Eva: Thank you so much. There are so many ghosts that are on the cutting room floor that in the script, I was like, “Yes, that is my favorite thing in the script that just once the film starts to become–”
John: It tells you what it wants to be. I was looking through the script yesterday and I noticed like, “Oh, these are whole scenes that are in the movie,” and basically what you cut were things that broke out of your POV. The script had scenes that did not have you driving the scene, and then those scenes, they didn’t last in the movie, and that’s not surprising, and I’m sure they were delightful. I’m sure they’re really funny, but the things that were there, they weren’t absolutely necessary, and therefore they fall out.
You had the first scene at a sandwich shop. You had two guys talking about paninis. You had an Agnes and Natasha scene. You had two jurors talking. They’re all funny and great, and I could totally imagine why they were in the script, and I can completely see why they weren’t in the finished movie, and that’s also directing.
Eva: If you had told me we were cutting those scenes, I would have been like, “Let’s just not fuck each other.”
Craig: That’s the fun part. You don’t know.
Eva: It’s crazy, and it makes me so relieved that we shot more than we needed. I mean, I know obviously there are sacrifices that have to be made when you have more pages. It just took everything, but honestly, strategically, those scenes for me, the way I felt about them in the script were like, “I’m deliberately giving my audience intermissions, energetically intense stuff,” but then it’s like, right, an intermission makes tension fall through the floor, so why would you ever do that?
I was like, I didn’t understand that they would change the pace of the film and would be so jarring that whatever tonal shifting I was trying to do that kept people locked in, there was a jolt that was too jolty and would make no one trust me with the other transitions of tone.
Craig: Yes, people lose confidence.
John: Absolutely. Well, I’m really happy that the script you’re putting out there shows the scenes in there because it’s such a good lesson for like, you can see like, oh, this is the shape of a movie before it films, and that this is the shape of a film afterwards, and you discover things along the way. My question is, how early did you know those scenes were dropping out? Was it after the first assembly where like, “Oh,” or did it take a while to figure out that those were things that weren’t helping you out?
Eva: I went through the mental intensity of shooting the film mainly happened in the edit where I was finally seeing myself on screen and the energy of the film wasn’t diluted by cut, and then you shoot a piece at a time, but when you watch it, you’re like, “Oh my God, this is a sad movie.” I was surprised somehow that it was a sad movie and I had to [unintelligible 00:44:19]. Take a second, I really fought for the sandwich scenes, but the second that, for instance, there was a first scene with John Carroll Lynch, and then there’s a panic attack scene, and the second, that first scene–
John: It’s so good. The second scene is so good.
Eva: The second scene becomes-
John: Important.
Eva: -completely different. What that scene did in the film was it gave us too much information about Agnes being mentally unwell that it’s math. It’s constant calibration, constant, “Well, yes, what if we try?” It’s like puzzle making, and you just have to try everything because you are going to get basically questioned by everybody on why each thing, and you can only choose it if you know what it is.

» Entries provided
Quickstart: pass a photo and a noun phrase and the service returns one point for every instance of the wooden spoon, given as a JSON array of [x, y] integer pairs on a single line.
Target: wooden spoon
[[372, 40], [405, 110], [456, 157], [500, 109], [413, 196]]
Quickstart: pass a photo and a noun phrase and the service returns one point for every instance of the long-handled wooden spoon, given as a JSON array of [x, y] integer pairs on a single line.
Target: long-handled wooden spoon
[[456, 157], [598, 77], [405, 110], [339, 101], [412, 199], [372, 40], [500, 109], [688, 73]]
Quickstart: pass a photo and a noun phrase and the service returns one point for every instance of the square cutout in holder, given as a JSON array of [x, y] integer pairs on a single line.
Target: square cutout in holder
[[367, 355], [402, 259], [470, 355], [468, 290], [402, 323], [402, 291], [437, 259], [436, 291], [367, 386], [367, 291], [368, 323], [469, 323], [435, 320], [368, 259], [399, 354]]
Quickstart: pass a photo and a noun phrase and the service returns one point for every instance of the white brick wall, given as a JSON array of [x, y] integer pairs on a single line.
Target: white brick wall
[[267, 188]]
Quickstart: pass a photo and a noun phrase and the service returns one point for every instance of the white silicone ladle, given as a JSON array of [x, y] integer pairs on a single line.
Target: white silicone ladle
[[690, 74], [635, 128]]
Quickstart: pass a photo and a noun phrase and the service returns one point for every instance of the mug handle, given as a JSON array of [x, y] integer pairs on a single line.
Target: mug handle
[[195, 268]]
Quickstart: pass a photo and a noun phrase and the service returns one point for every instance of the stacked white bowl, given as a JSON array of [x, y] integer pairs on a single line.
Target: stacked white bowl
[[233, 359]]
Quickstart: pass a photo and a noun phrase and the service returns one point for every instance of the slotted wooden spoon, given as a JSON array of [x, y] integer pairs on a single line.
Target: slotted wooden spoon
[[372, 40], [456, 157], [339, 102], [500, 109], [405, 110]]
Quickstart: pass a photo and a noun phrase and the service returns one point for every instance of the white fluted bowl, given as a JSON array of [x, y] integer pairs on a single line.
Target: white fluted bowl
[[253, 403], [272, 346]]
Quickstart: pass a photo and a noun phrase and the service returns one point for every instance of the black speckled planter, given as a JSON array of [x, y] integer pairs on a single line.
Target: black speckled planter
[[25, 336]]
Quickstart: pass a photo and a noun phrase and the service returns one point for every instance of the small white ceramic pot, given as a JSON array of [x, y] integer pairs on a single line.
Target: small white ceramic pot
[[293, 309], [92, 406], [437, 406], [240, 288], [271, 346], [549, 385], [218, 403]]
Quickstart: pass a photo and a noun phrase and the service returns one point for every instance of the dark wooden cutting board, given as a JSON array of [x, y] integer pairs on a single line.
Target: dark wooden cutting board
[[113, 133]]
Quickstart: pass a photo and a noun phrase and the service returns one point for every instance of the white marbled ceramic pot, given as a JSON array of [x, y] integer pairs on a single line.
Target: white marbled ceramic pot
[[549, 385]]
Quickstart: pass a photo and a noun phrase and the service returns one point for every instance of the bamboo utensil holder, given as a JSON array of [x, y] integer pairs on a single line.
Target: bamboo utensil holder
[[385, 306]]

» Objectives
1: In the interview transcript, where was the script's first scene set?
2: In the interview transcript, substitute "first rough cut" for "first assembly" and give the part starting at "Craig: Yes, people" and ending at "helping you out?".

» Outputs for the tasks
1: At a sandwich shop.

2:
Craig: Yes, people lose confidence.
John: Absolutely. Well, I’m really happy that the script you’re putting out there shows the scenes in there because it’s such a good lesson for like, you can see like, oh, this is the shape of a movie before it films, and that this is the shape of a film afterwards, and you discover things along the way. My question is, how early did you know those scenes were dropping out? Was it after the first rough cut where like, “Oh,” or did it take a while to figure out that those were things that weren’t helping you out?